Text excerpt:

May Day 2015 demonstration at Union Square, New York City. (All-Nite Images, CC BY-SA 2.0, Wikimedia Commons)
I have long been a target of the Israeli lobby. The lobby, usually working through Hillel Houses on college campuses, which function
as little more than outposts of American Israel Public Affairs Committee (AIPAC), does not attempt to address my enumeration of the
war crimes committed by Israel, many of which I witnessed, the egregious flouting by Israel of international law, exacerbated by
the plans to annex up to 30 percent of the West Bank, or the historical record ignored and distorted by the lobby to justify Jewish
occupation of a country that from the 7 th century until 1948 was Muslim. The lobby prefers not to deal in the world of
facts. It misuses the trope of anti-Semitism to ensure that those who speak up for Palestinian rights and denounce Israeli occupation
are not invited to events on Israel-Palestine conflict, or are disinvited to speak after invitations have been sent out, as happened
to me at the University of Pennsylvania, among other venues.
It does not matter that I spent seven years in the Middle East, or that I was the Middle East Bureau Chief for The New York
Times , living for weeks at a time in the Israel-occupied territories. It does not matter that I speak Arabic. My voice and the
voices of those, especially Palestinians, who document the violations of Palestinian civil rights are canceled out by the mendacious
charge that we are racists. I doubt most of the college administrators who agree to block our appearances believe we are racists,
but they don't also want the controversy. Zionism is the cancel culture on steroids.

Input data:
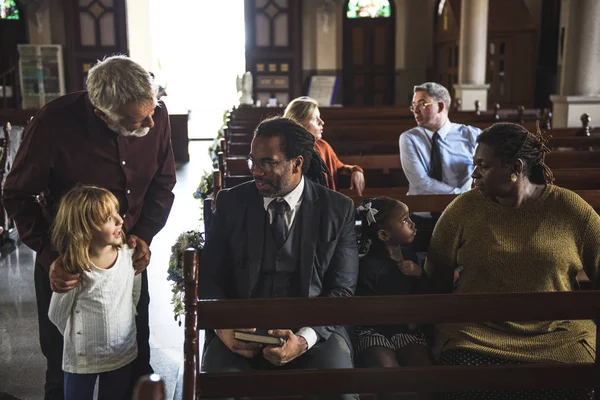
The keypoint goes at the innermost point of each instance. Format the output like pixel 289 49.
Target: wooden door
pixel 274 48
pixel 368 61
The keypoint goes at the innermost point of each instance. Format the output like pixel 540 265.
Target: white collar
pixel 443 131
pixel 292 198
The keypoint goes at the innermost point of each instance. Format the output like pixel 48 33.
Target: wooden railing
pixel 420 309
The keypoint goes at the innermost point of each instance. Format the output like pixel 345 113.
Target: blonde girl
pixel 305 111
pixel 97 318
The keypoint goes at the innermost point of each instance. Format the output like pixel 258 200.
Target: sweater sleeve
pixel 60 308
pixel 339 167
pixel 443 249
pixel 590 255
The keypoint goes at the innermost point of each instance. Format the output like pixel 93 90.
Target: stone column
pixel 472 54
pixel 579 90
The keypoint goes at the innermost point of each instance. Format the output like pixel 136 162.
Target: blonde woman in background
pixel 305 111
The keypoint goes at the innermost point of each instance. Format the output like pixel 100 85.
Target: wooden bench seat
pixel 376 310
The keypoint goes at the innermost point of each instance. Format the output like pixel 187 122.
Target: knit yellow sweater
pixel 538 247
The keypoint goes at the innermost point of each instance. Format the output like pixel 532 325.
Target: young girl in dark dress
pixel 388 269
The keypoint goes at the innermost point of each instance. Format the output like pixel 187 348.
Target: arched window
pixel 8 9
pixel 369 9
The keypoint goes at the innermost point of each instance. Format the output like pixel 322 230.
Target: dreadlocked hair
pixel 296 141
pixel 512 141
pixel 368 240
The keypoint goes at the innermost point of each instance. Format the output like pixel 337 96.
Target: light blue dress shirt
pixel 457 147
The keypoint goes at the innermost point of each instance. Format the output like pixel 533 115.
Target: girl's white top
pixel 97 317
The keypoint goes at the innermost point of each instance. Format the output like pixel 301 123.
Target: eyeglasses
pixel 265 165
pixel 419 106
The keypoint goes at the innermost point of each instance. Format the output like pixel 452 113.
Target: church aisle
pixel 22 365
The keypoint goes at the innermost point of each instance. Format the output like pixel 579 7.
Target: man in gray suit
pixel 281 235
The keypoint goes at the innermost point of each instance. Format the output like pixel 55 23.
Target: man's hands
pixel 248 350
pixel 60 280
pixel 357 181
pixel 293 347
pixel 409 268
pixel 141 257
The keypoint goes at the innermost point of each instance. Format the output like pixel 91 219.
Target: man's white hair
pixel 118 80
pixel 436 92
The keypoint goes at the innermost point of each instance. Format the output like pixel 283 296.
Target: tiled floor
pixel 22 365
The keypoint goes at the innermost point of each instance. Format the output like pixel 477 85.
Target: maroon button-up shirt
pixel 66 144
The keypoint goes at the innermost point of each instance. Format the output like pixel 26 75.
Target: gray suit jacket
pixel 232 256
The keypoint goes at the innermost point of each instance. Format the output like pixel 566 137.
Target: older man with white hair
pixel 436 155
pixel 115 135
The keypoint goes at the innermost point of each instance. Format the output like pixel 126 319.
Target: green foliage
pixel 186 240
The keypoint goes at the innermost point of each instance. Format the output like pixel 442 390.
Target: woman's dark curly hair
pixel 512 141
pixel 296 141
pixel 368 240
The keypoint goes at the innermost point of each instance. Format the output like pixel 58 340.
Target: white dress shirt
pixel 97 317
pixel 457 147
pixel 294 200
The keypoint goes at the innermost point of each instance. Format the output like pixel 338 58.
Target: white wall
pixel 139 32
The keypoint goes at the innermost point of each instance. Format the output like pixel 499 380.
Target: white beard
pixel 140 132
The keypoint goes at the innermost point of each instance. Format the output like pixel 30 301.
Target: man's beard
pixel 120 129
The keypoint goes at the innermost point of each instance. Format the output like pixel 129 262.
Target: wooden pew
pixel 377 310
pixel 150 387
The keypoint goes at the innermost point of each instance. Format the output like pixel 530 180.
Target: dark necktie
pixel 435 170
pixel 278 226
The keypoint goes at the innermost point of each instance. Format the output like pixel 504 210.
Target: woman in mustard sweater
pixel 305 111
pixel 516 232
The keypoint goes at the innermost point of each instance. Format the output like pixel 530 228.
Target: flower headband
pixel 370 212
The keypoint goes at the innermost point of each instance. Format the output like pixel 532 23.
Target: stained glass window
pixel 369 9
pixel 8 9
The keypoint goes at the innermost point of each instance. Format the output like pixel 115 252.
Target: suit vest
pixel 279 271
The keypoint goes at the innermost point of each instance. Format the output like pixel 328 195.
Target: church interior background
pixel 196 48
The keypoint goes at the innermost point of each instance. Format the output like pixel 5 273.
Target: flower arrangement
pixel 186 240
pixel 205 188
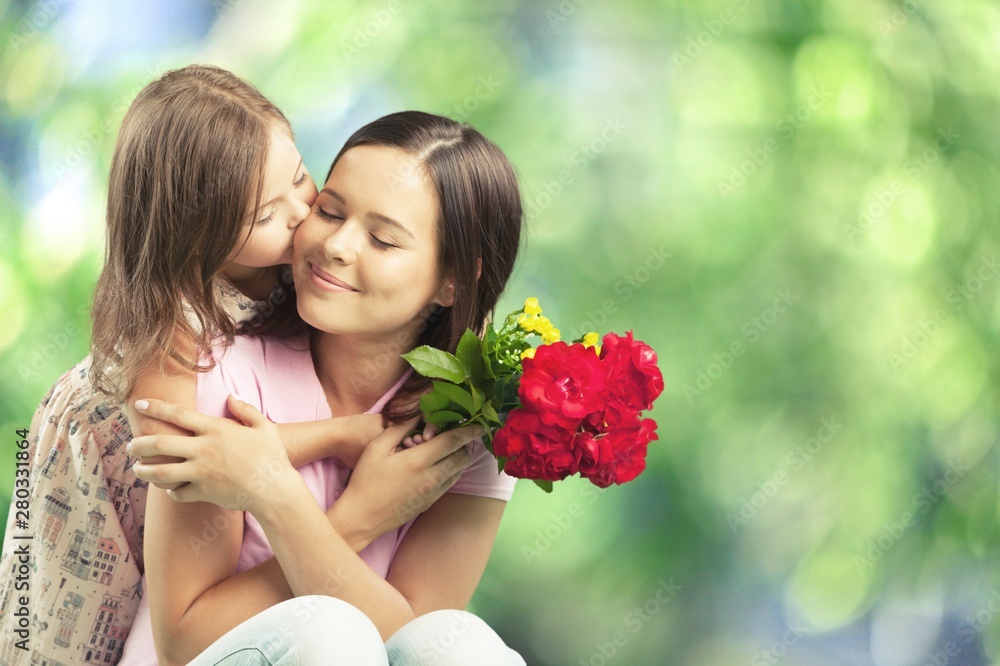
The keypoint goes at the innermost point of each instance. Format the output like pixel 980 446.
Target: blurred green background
pixel 794 202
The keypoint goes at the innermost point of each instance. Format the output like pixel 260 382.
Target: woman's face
pixel 365 259
pixel 287 196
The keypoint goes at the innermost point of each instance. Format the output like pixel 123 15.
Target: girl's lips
pixel 324 280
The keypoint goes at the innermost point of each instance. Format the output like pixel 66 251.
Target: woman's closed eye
pixel 327 215
pixel 376 242
pixel 270 216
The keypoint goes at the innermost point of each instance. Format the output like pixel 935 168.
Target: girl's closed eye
pixel 379 243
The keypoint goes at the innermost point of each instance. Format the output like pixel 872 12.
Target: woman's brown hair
pixel 186 176
pixel 479 229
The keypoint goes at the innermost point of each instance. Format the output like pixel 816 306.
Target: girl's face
pixel 288 193
pixel 366 259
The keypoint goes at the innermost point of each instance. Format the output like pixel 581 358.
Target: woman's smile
pixel 323 280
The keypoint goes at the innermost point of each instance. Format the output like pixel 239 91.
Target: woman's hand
pixel 228 463
pixel 391 484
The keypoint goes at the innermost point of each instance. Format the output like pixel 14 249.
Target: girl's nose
pixel 302 204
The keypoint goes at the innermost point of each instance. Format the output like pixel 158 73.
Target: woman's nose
pixel 342 243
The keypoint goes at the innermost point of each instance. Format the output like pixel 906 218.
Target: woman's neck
pixel 356 373
pixel 254 283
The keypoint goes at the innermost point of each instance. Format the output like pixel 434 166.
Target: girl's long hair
pixel 186 177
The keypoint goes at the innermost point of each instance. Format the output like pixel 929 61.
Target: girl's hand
pixel 429 432
pixel 230 464
pixel 392 485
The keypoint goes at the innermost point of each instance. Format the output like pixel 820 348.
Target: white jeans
pixel 323 630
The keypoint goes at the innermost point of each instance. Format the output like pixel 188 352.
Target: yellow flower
pixel 542 325
pixel 531 306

Activities:
A – In the excerpt about the Israel lobby, how many years does the writer say they spent in the Middle East?
B – Reproduce word for word the stretch of the Israel lobby excerpt from "It does not matter that I spent" through "culture on steroids.".
Use only the text for what comes next, not the records.

Solutions:
A – Seven years.

B –
It does not matter that I spent seven years in the Middle East, or that I was the Middle East Bureau Chief for The New York
Times , living for weeks at a time in the Israel-occupied territories. It does not matter that I speak Arabic. My voice and the
voices of those, especially Palestinians, who document the violations of Palestinian civil rights are canceled out by the mendacious
charge that we are racists. I doubt most of the college administrators who agree to block our appearances believe we are racists,
but they don't also want the controversy. Zionism is the cancel culture on steroids.